TO BE DONE: Return each line below that contains the string "tree", copying the whole line. Case counts when matching.

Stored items
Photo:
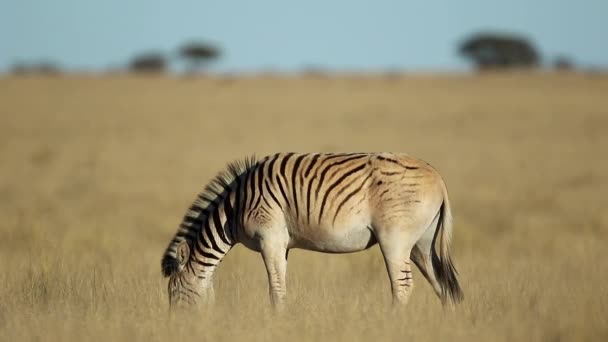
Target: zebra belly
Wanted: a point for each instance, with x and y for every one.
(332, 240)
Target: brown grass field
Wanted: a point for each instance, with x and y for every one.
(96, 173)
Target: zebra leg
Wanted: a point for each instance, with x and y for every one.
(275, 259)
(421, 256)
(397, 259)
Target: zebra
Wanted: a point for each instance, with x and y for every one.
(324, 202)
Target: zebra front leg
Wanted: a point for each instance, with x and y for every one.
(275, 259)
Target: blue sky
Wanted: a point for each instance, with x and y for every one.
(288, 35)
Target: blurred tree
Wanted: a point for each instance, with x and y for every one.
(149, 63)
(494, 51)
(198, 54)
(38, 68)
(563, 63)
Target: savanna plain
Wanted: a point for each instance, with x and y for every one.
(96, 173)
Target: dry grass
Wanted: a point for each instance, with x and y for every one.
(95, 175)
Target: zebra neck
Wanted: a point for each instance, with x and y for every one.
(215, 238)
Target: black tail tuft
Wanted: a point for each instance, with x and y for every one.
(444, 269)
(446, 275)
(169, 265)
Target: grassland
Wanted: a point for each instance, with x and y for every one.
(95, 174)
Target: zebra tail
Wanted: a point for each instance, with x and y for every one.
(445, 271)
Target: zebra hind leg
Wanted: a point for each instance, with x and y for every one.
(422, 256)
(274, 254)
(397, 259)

==

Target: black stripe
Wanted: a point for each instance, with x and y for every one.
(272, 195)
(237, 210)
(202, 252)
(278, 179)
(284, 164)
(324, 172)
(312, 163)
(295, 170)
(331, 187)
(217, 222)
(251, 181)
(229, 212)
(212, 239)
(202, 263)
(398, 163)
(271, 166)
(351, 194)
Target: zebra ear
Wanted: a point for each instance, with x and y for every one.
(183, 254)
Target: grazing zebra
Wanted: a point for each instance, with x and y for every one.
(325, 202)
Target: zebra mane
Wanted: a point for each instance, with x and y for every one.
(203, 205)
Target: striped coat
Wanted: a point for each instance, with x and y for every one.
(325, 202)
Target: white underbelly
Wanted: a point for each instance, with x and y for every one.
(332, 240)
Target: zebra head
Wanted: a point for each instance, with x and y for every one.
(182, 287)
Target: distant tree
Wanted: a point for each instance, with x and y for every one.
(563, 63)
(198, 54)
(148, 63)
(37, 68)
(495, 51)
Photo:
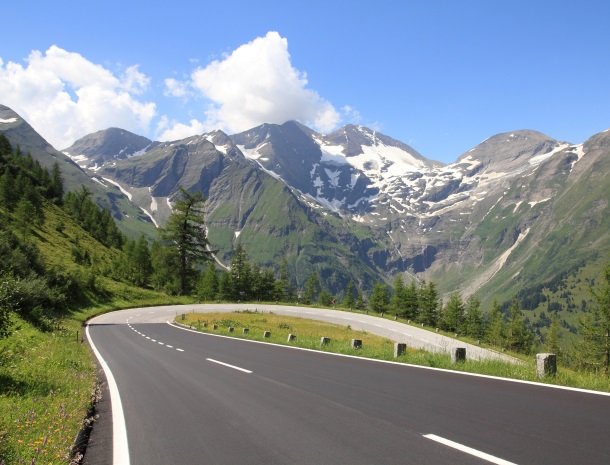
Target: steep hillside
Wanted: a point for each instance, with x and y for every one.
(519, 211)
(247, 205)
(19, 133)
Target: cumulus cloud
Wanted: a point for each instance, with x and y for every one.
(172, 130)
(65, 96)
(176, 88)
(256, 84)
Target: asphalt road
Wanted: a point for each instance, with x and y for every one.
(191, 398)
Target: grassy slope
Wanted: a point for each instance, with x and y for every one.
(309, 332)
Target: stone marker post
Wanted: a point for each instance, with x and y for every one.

THE OUTPUT:
Target: blurred tree
Target: distant tree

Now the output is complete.